Instructions:
[1] In the chemotherapy post, what did the writer eat after the PET scan to ease the nausea?
[2] Say whether each statement agrees with the chemotherapy post: (a) The hospital gave the writer steroids and two other kinds of drugs to take home for nausea. (b) The writer's daughter enjoyed the chicken from the noodle soup. (c) A nurse recommended strong salty flavors.
[3] Proceed with the chemotherapy post from its last line, "So that's fear number one."

Page excerpt:
↓

There were two things I dreaded about having chemotherapy. One was the nausea – it’s a pretty well known… almost an infamous side effect. And the other was losing my hair… again a fairly publicly visible outcome.
The first has proved relatively manageable. The hospital wants you to be able to function as normally as possible and they dosed me up on steroids and gave me two other kinds of drugs to take home to manage the nausea. On top of that, a good friend who started her chemo about six weeks before me, gave me some excellent advice. She said not eating makes the nausea worse. It is critical to keep eating. Luckily I had some evidence to support this. After my PET scan (for reasons I don’t quite know), I felt horribly nauseous. When my husband came to pick me up, I was very fragile and just wanted to lie still and concentrate on not being sick. Luckily, my husband persuaded me to eat something. His logic was that I’d had two weird meals (no fat or carbs) and then fasted for six hours. Chances are, I was hungry. It seemed reasonable and so I battled my instinct and nibbled very cautiously through a piece of Vegemite toast (yes, some people do like Vegemite.. ESPECIALLY when sick). It worked. The nausea didn’t magically disappear but it abated significantly and the experience made me realize that eating was not my enemy. So, when I got home after my first chemo session, I was determined to eat. And my friend proved absolutely right. The moment I feel a bit green, I get myself a snack and it really helps. Note: I definitely use the drugs as well. I’m not soloing on food!!
The weird thing, that isn’t so well portrayed on all the movies about people having chemotherapy, is that your tastes and your stomach are doing pretty bizarre things. The chemo can cause either constipation or diarrhea so you feel like you’re on this balancing wire of fibre intake. In addition, you get a weird metallic taste in your mouth which totally messes with your taste buds. Meat is pretty foul (I guess because of the iron in it?). On Saturday I spent significant effort making myself a chicken noodle soup. I was craving a salty light soup and this is what came to mind. As I pulled the chicken apart, it smelled delicious. But when I got to actually eating it, eating the chicken was like eating rubber. I didn’t enjoy it at all (luckily my son did). That was a huge disappointment. Since then, I asked my husband to buy in some instant noodles. They aren’t healthy but they’re such a strong salty flavour and have that hot soupiness. They drown out the horrible chemo taste and are strangely comforting. A nurse at the hospital recommended strong sweet flavours as being commonly popular. So I have also been enjoying regular cups of hot Ribena (remember, it’s winter here so hot is good).
So that’s fear number one.

↑

Source information:
↓

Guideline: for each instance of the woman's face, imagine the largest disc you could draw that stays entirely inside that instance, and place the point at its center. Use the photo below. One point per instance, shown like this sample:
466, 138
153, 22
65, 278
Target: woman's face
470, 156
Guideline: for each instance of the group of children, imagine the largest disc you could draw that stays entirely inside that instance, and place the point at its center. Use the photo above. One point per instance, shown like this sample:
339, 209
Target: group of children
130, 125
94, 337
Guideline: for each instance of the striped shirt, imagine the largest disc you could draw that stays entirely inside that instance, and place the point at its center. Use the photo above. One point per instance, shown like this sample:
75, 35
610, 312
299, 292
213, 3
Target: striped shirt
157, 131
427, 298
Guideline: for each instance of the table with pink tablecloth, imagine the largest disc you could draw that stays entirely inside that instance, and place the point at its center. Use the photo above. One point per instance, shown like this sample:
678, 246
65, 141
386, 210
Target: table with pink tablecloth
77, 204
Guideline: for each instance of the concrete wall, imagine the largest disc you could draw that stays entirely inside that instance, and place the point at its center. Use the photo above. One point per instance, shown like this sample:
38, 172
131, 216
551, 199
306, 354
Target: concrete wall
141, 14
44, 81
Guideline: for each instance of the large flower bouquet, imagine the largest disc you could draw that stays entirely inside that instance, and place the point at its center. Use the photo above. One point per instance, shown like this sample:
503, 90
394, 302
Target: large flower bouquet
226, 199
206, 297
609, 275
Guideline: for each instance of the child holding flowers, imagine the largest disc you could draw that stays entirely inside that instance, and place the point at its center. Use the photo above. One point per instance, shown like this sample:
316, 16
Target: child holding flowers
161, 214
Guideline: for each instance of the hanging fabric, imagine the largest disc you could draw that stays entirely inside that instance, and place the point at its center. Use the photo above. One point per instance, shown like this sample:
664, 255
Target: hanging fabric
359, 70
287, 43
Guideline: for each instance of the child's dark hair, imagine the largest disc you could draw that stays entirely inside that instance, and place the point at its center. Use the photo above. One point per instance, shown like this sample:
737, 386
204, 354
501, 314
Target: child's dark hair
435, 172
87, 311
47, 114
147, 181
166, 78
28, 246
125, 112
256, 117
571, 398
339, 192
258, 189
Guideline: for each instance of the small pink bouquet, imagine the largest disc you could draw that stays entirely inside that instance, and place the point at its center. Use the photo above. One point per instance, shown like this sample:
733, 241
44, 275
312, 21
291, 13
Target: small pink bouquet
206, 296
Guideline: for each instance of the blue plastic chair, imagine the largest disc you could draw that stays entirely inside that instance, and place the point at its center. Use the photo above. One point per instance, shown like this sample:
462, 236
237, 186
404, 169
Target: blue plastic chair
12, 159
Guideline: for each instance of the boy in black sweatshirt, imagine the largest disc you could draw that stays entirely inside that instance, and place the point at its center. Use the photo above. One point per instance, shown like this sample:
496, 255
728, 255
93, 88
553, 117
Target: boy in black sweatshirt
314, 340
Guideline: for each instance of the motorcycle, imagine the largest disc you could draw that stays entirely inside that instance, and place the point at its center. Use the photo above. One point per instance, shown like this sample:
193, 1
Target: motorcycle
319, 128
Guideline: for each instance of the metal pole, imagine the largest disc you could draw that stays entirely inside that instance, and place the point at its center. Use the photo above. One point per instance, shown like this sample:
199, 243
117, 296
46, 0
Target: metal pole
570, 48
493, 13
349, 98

↑

Exercise results:
[1] A piece of Vegemite toast.

[2]
(a) Yes: "they dosed me up on steroids and gave me two other kinds of drugs to take home to manage the nausea."
(b) No: "luckily my son did"
(c) No: "A nurse at the hospital recommended strong sweet flavours as being commonly popular."

[3]
I haven’t really dealt with fear number two yet – the hair loss. I think I have about a week left with my own hair. The thought of being bald is completely terrifying to me. I have never liked my ears and know that I have at least one big skin tag on my skull which is unlikely to look pretty. Also, bald women (instead of reminding me of heroes of feminism like Sinead O’Connor) just remind me of witch hunts and being burned at the stake and concentration camps. My head is so stupid. There was a young girl in the hospital having chemotherapy and she looked beautiful in her baldness. She could totally have been an ad for it. But she deserves to look beautiful. Fancy going through this crap at her age.
Anyway, so I have to go wig shopping. That will be confronting.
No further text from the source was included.